**What you need to do:** Reproduce the rows verbatim, from the line that contains "One point per instance of the glass" through the final line of the rows, including both, and output nothing else.
== Records shown
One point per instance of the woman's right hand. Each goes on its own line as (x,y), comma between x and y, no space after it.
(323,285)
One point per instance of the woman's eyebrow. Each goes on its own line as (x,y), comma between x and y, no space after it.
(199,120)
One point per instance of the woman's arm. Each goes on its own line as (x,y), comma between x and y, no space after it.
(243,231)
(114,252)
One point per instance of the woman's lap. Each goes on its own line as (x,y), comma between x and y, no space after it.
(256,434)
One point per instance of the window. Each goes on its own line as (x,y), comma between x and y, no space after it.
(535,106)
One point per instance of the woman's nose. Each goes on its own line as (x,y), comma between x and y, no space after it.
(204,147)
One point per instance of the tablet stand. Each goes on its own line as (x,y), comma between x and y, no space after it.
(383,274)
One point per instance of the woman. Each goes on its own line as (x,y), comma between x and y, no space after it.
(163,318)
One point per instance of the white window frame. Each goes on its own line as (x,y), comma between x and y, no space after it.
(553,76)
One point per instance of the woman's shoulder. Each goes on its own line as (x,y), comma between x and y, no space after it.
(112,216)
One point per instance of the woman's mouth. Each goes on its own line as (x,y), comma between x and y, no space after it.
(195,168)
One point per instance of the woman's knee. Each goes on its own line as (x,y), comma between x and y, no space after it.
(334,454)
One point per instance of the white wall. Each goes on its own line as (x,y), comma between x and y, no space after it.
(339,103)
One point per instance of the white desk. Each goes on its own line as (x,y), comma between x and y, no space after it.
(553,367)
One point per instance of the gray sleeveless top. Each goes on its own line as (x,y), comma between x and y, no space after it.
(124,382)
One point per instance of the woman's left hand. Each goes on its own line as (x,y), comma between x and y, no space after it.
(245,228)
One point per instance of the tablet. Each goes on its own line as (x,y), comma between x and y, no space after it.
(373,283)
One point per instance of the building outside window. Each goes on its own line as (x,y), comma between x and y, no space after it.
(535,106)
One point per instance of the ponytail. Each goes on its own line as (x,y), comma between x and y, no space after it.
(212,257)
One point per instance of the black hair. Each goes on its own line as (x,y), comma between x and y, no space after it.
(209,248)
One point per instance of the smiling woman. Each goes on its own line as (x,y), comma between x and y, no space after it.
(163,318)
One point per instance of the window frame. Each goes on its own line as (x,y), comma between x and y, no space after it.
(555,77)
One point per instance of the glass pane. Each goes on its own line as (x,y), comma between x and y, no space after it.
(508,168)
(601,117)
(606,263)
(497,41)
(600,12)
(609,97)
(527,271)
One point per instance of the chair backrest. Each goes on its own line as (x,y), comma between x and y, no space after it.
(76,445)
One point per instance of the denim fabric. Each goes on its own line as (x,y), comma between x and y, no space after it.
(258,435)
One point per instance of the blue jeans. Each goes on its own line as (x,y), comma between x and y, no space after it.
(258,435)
====
**Complete output:**
One point per instance of the glass pane. Each goes on its own line as (x,y), comma between x and y, no space after it.
(508,168)
(601,117)
(606,263)
(497,41)
(600,12)
(609,97)
(527,271)
One point per instance of the chair backrest. Each goes on its own line as (x,y), comma between x and y, no space after it.
(76,445)
One point per instance of the denim fabric. Each goes on its own line as (x,y), comma between x and y, no space after it.
(258,435)
One point per instance of the blue jeans. Each goes on its own line as (x,y), comma between x and y, no space after it.
(258,435)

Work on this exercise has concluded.